What you should do =
In the entries below, change every "rough mask" to "coarse mask" in the lines from the start of the entries through the line that contains "51L48 23L35 31L45", inclusive, and keep everything else the same. Return only those lines, leaving out the picture.

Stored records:
****************************************

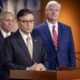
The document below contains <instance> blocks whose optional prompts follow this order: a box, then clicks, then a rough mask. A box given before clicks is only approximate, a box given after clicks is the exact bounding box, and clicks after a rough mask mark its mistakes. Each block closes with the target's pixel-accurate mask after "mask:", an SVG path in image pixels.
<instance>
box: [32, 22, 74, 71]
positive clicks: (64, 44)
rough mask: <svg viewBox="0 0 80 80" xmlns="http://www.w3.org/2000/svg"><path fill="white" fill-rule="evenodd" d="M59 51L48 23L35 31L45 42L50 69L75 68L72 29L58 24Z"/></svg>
mask: <svg viewBox="0 0 80 80" xmlns="http://www.w3.org/2000/svg"><path fill="white" fill-rule="evenodd" d="M58 26H59V27H58V49H57V51H56V50H55V47H54V43H53V40H52V37H51V35H50V31H49V28H48V24H47V22H44V23H42V24H40V25H38V26H36V27H35V29H34V31H36V32H38V34H39V35H40V36H41V38H42V39H43V41H44V44H45V47H46V51H47V56H48V62H49V67H48V69H51V70H52V69H56V68H57V67H75V51H74V44H73V38H72V32H71V29H70V27H68V26H67V25H65V24H63V23H60V22H59V23H58Z"/></svg>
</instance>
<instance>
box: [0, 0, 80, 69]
mask: <svg viewBox="0 0 80 80" xmlns="http://www.w3.org/2000/svg"><path fill="white" fill-rule="evenodd" d="M48 1H49V0H0V5H1V6H2V7H3V9H4V10H7V11H11V12H12V13H13V14H16V13H17V11H19V10H20V9H22V8H29V9H31V10H32V11H33V12H34V14H35V17H36V20H35V22H36V25H37V24H39V23H41V22H43V21H44V20H45V6H46V4H47V2H48ZM57 1H58V2H60V3H61V5H62V9H61V14H60V17H59V21H61V22H64V23H66V24H68V25H70V26H71V28H72V32H73V39H74V44H75V51H76V62H77V67H79V68H80V10H79V5H80V2H79V0H57Z"/></svg>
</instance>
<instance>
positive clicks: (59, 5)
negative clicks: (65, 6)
mask: <svg viewBox="0 0 80 80" xmlns="http://www.w3.org/2000/svg"><path fill="white" fill-rule="evenodd" d="M51 5H57V6H58V7H59V8H61V4H60V3H58V2H57V1H49V2H48V3H47V5H46V10H47V9H48V8H49V7H50V6H51Z"/></svg>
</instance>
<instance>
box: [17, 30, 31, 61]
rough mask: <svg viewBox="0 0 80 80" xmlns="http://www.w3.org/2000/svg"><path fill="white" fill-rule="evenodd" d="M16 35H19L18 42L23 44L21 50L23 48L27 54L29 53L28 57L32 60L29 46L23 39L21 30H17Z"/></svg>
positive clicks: (28, 53) (27, 54) (20, 44)
mask: <svg viewBox="0 0 80 80" xmlns="http://www.w3.org/2000/svg"><path fill="white" fill-rule="evenodd" d="M16 35H17V40H18V44H19V45H20V46H21V50H23V52H24V53H25V55H27V57H28V58H29V59H30V60H31V57H30V55H29V52H28V48H27V46H26V44H25V42H24V40H23V39H22V36H21V34H20V32H19V31H17V33H16Z"/></svg>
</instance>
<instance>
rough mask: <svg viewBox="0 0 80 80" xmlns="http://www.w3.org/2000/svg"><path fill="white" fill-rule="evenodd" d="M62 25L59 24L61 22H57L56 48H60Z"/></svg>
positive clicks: (61, 33) (61, 32)
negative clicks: (59, 22) (57, 47)
mask: <svg viewBox="0 0 80 80" xmlns="http://www.w3.org/2000/svg"><path fill="white" fill-rule="evenodd" d="M62 31H63V30H62V25H61V23H58V50H59V48H60V45H61V44H60V43H61V40H62V38H63V35H62V34H63V33H62Z"/></svg>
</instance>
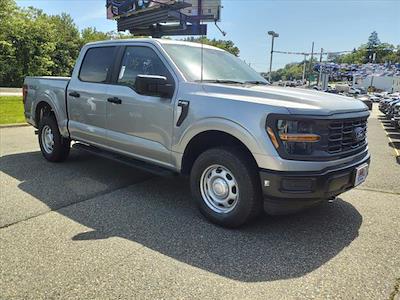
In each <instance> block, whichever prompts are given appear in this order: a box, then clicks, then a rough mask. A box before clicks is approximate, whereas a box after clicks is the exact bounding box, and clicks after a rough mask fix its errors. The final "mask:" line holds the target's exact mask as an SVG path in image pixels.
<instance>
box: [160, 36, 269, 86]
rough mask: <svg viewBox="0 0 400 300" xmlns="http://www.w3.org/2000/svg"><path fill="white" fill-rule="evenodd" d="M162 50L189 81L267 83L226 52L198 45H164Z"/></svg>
mask: <svg viewBox="0 0 400 300" xmlns="http://www.w3.org/2000/svg"><path fill="white" fill-rule="evenodd" d="M163 48H164V49H165V50H166V51H167V52H168V54H169V55H170V56H171V58H172V60H173V61H174V62H175V63H176V65H177V66H178V68H179V69H180V70H181V71H182V73H183V74H185V77H186V78H187V79H188V80H190V81H200V80H201V79H202V78H203V80H232V81H238V82H246V81H259V82H264V83H267V81H266V80H265V79H264V78H263V77H262V76H261V75H260V74H258V73H257V72H256V71H254V70H253V69H252V68H250V67H249V66H248V65H247V64H246V63H244V62H243V61H242V60H241V59H239V58H237V57H236V56H234V55H232V54H230V53H228V52H226V51H222V50H219V49H211V48H206V47H205V48H204V49H203V50H202V49H201V46H198V45H197V46H196V45H193V46H188V45H177V44H164V45H163ZM202 53H203V55H202ZM202 56H203V59H202ZM202 72H203V74H201V73H202ZM202 75H203V76H202Z"/></svg>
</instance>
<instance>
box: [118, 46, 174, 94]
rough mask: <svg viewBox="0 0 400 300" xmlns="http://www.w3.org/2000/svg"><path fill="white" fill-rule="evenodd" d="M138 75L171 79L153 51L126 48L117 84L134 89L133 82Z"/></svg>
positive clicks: (158, 59) (160, 60) (133, 81)
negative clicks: (153, 76)
mask: <svg viewBox="0 0 400 300" xmlns="http://www.w3.org/2000/svg"><path fill="white" fill-rule="evenodd" d="M138 75H158V76H165V77H167V78H170V77H171V76H170V75H169V72H168V70H167V68H166V67H165V65H164V63H163V62H162V61H161V59H160V58H159V57H158V56H157V54H156V53H155V52H154V50H153V49H151V48H148V47H139V46H135V47H126V50H125V54H124V57H123V59H122V64H121V69H120V72H119V76H118V83H119V84H123V85H128V86H130V87H132V88H135V81H136V77H137V76H138Z"/></svg>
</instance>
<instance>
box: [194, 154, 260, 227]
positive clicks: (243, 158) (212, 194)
mask: <svg viewBox="0 0 400 300" xmlns="http://www.w3.org/2000/svg"><path fill="white" fill-rule="evenodd" d="M191 188H192V193H193V196H194V200H195V202H196V204H197V206H198V207H199V210H200V212H201V213H202V214H203V215H204V216H205V217H206V218H208V219H209V220H210V221H212V222H213V223H216V224H218V225H221V226H225V227H238V226H240V225H243V224H244V223H246V222H248V221H250V220H251V219H252V218H254V217H255V216H256V215H257V214H258V213H259V212H261V210H262V198H261V187H260V183H259V180H258V174H257V167H256V166H255V164H254V162H253V161H252V160H250V159H249V158H248V157H246V155H245V154H244V153H243V152H242V151H240V150H239V149H236V148H214V149H210V150H207V151H205V152H204V153H202V154H201V155H200V156H199V157H198V158H197V160H196V161H195V163H194V165H193V168H192V172H191Z"/></svg>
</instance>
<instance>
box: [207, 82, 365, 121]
mask: <svg viewBox="0 0 400 300" xmlns="http://www.w3.org/2000/svg"><path fill="white" fill-rule="evenodd" d="M203 89H204V91H205V92H206V93H207V94H208V95H209V96H212V97H215V98H220V99H229V100H234V101H245V102H251V103H257V104H265V105H270V106H278V107H285V108H286V109H287V110H288V111H289V113H291V114H309V115H332V114H340V113H348V112H359V111H368V108H367V106H366V105H365V104H364V103H362V102H361V101H359V100H356V99H353V98H349V97H344V96H338V95H334V94H329V93H325V92H319V91H315V90H308V89H301V88H284V87H276V86H256V85H248V86H241V85H222V84H204V85H203Z"/></svg>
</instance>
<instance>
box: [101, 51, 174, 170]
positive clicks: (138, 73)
mask: <svg viewBox="0 0 400 300" xmlns="http://www.w3.org/2000/svg"><path fill="white" fill-rule="evenodd" d="M119 56H120V58H119V60H120V62H121V63H120V65H119V68H116V69H115V78H114V80H113V83H114V84H113V85H111V86H110V88H109V90H108V96H109V98H111V99H112V98H114V99H118V100H120V101H118V103H113V102H109V103H108V104H107V105H108V108H107V124H108V138H109V143H110V146H111V147H113V148H115V149H118V150H122V151H123V152H125V153H127V154H131V155H132V156H135V157H138V158H142V159H145V160H149V161H151V162H155V163H157V164H159V165H163V166H167V167H168V166H172V159H171V157H172V156H171V151H170V148H171V137H172V129H173V99H166V98H161V97H155V96H145V95H140V94H138V93H136V91H135V81H136V77H137V76H138V75H159V76H165V77H167V78H168V80H169V81H170V82H171V83H173V84H174V85H175V86H176V78H175V79H174V77H173V75H172V74H173V72H172V70H171V69H170V67H169V66H168V65H167V63H166V61H165V60H164V58H163V57H162V56H161V55H159V52H158V50H157V48H155V47H154V46H152V45H148V44H144V45H137V46H136V45H135V46H126V47H124V48H122V49H121V50H120V55H119ZM117 60H118V59H117Z"/></svg>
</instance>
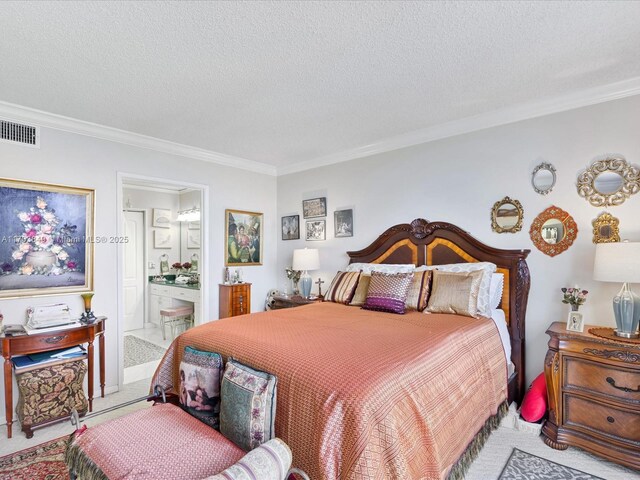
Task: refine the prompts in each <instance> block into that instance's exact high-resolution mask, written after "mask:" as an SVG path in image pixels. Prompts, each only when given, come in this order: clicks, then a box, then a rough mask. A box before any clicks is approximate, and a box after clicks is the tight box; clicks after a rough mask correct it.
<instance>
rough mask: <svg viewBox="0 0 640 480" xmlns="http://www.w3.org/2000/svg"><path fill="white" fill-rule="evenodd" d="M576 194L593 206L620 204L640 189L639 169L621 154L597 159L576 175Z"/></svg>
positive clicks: (639, 173)
mask: <svg viewBox="0 0 640 480" xmlns="http://www.w3.org/2000/svg"><path fill="white" fill-rule="evenodd" d="M577 187H578V194H579V195H580V196H581V197H584V198H586V199H587V200H588V201H589V203H591V205H593V206H595V207H606V206H613V205H621V204H622V203H623V202H624V201H625V200H626V199H627V198H628V197H630V196H631V195H633V194H634V193H637V192H638V191H639V190H640V170H639V169H638V168H637V167H634V166H633V165H629V164H628V163H627V161H626V160H625V159H624V157H622V156H611V157H607V158H604V159H602V160H597V161H595V162H593V164H591V166H590V167H589V168H587V169H586V170H585V171H584V172H582V173H581V174H580V175H579V176H578V184H577Z"/></svg>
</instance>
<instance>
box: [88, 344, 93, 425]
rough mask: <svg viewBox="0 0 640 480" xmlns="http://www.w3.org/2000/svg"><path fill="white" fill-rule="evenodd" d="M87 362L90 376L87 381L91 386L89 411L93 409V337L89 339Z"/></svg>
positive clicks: (88, 372) (88, 383)
mask: <svg viewBox="0 0 640 480" xmlns="http://www.w3.org/2000/svg"><path fill="white" fill-rule="evenodd" d="M87 363H88V372H87V375H88V378H87V383H88V386H89V392H88V393H89V395H88V397H89V398H88V400H89V411H90V412H92V411H93V339H91V340H89V345H88V347H87Z"/></svg>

****************************************

Answer box =
The document below contains <instance> blocks whose optional prompts follow this order: a box, then clicks, then a coarse mask. A box given before clicks is only approximate, a box given after clicks is the exact bounding box, and clicks after a coarse mask mark its mistakes. Each block closes with the target's pixel-accurate mask after "mask:", an SVG path in image pixels.
<instance>
box: [32, 22, 74, 71]
positive clicks: (64, 44)
coarse mask: <svg viewBox="0 0 80 80" xmlns="http://www.w3.org/2000/svg"><path fill="white" fill-rule="evenodd" d="M59 51L48 23L35 31L45 42L50 69L75 68L72 29L58 24Z"/></svg>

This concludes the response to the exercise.